Selected passage:
━━━━

Single by Londonbeat

from the album In the Blood
- B-side: "She Said She Loves Me"; "K.I.S.S.";
- Released: 12 November 1990
- Genre: Dance-rock; dance-pop;
- Length: 3:59
- Label: Anxious; RCA;
- Songwriters: Jimmy Chambers; Jimmy Helms; George Chandler; Ian Green; William Henshall;
- Producer: Martyn Phillips

Londonbeat singles chronology
| "I've Been Thinking About You" (1990) | "A Better Love" (1990) | "It's in the Blood" (1990) |

Music video
- "A Better Love" on YouTube

= A Better Love =

1990 single by Londonbeat

"A Better Love" is a song by British-American dance-pop band Londonbeat, released on 12 November 1990 by Anxious and RCA Records as the second single from the group's second studio album, In the Blood (1990). Produced by Martyn Phillips, it was the follow-up to their international hit "I've Been Thinking About You". "A Better Love" reached the top 20 in several countries, including Austria and Canada, where it entered the top 10; it was the 41st-most-successful song of 1991 in the latter country. On the US Billboard Hot 100, the single reached number 18, while on the UK Singles Chart, it peaked at number 24.

━━━━

Data lines:
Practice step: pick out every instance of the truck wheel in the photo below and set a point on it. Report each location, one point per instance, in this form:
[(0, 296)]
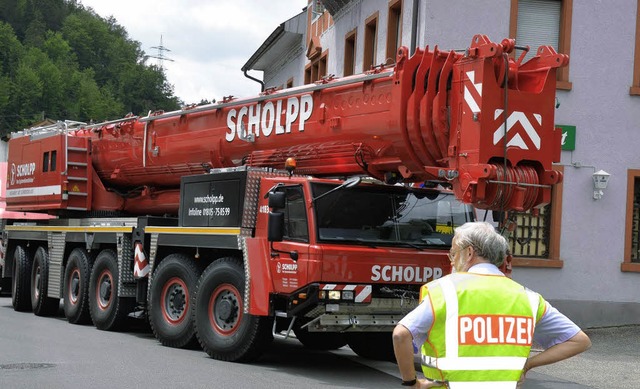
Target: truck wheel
[(108, 310), (75, 290), (21, 280), (170, 305), (224, 331), (318, 340), (372, 345), (40, 303), (5, 286)]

━━━━

To-do list:
**A)** Please retype the "A Better Love" text from "Music video" to "at number 24.".
**B)** Answer these questions using the "A Better Love" text:
(i) What is the song's length?
(ii) Who produced the single?
(iii) At what position did the single peak on the UK Singles Chart?
The data comes from a different source than the "A Better Love" text.

Task answers:
**A)**
Music video
- "A Better Love" on YouTube

= A Better Love =

1990 single by Londonbeat

"A Better Love" is a song by British-American dance-pop band Londonbeat, released on 12 November 1990 by Anxious and RCA Records as the second single from the group's second studio album, In the Blood (1990). Produced by Martyn Phillips, it was the follow-up to their international hit "I've Been Thinking About You". "A Better Love" reached the top 20 in several countries, including Austria and Canada, where it entered the top 10; it was the 41st-most-successful song of 1991 in the latter country. On the US Billboard Hot 100, the single reached number 18, while on the UK Singles Chart, it peaked at number 24.

**B)**
(i) 3:59
(ii) Martyn Phillips
(iii) Number 24